__GIVEN PASSAGE__.
While Berzerk may have been McNeil’s first lead role, Stern Electronics was not his first pass in the games industry. In fact he had been an engineer at Dave Nutting Associates, helping to engineer the technology for sequels like Sea Wolf II and Boot Hill, and before that had run an early computer store. When asking Dave Nutting if he create original games, he was told he needed more experience. In his own self-admitted arrogance, he left the company for Stern Electronics.

McNeil

McNeil built Stern’s video game development from scratch and refined several complex thoughts to create Berzerk. He wanted to make computers more approachable, so he implemented the voice chip. He wanted to show that AI could be conquered, so he made their actions deliberately simple. He observed feedback from the game and implemented it as to create a quintessential arcade classic.

__LISTED ENTRIES__.
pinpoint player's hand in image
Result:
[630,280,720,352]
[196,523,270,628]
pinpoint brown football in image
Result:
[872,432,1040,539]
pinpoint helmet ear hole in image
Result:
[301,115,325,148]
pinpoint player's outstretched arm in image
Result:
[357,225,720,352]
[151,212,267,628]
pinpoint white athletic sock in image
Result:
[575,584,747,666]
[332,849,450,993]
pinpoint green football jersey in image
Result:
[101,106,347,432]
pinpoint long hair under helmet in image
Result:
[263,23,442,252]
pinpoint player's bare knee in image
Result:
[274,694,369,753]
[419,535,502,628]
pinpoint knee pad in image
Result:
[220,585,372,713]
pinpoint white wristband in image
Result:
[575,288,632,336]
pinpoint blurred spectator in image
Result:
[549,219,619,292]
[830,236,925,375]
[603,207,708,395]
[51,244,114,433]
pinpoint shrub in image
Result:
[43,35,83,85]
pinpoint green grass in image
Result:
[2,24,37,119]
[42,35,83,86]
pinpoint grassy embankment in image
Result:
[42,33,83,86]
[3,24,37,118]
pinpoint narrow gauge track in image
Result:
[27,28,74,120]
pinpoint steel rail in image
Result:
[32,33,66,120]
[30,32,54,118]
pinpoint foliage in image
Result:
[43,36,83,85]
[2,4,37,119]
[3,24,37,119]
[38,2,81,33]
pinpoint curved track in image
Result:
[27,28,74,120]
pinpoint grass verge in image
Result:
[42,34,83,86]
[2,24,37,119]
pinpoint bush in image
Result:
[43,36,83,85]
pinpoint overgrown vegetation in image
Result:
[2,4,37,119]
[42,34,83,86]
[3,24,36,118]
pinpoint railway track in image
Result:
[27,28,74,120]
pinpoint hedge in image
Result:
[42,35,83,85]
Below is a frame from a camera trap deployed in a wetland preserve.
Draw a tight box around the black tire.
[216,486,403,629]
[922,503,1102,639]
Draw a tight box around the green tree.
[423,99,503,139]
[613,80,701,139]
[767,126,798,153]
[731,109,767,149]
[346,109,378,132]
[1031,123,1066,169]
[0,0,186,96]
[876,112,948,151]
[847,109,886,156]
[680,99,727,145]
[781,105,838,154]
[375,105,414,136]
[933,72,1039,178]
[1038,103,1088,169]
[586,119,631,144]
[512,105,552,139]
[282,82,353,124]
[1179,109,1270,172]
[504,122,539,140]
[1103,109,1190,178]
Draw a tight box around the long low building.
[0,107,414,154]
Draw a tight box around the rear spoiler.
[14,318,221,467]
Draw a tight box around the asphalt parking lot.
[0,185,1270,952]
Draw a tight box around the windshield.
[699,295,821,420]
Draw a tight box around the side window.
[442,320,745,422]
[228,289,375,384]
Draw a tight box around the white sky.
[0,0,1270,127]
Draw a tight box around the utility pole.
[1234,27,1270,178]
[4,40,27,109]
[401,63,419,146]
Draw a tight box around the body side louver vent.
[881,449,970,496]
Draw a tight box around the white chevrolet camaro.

__TASK REQUIREMENTS__. Reproduce the entire Berzerk passage word for word. Rely on the Berzerk passage alone.

__YOUR SOLUTION__.
While Berzerk may have been McNeil’s first lead role, Stern Electronics was not his first pass in the games industry. In fact he had been an engineer at Dave Nutting Associates, helping to engineer the technology for sequels like Sea Wolf II and Boot Hill, and before that had run an early computer store. When asking Dave Nutting if he create original games, he was told he needed more experience. In his own self-admitted arrogance, he left the company for Stern Electronics.

McNeil

McNeil built Stern’s video game development from scratch and refined several complex thoughts to create Berzerk. He wanted to make computers more approachable, so he implemented the voice chip. He wanted to show that AI could be conquered, so he made their actions deliberately simple. He observed feedback from the game and implemented it as to create a quintessential arcade classic.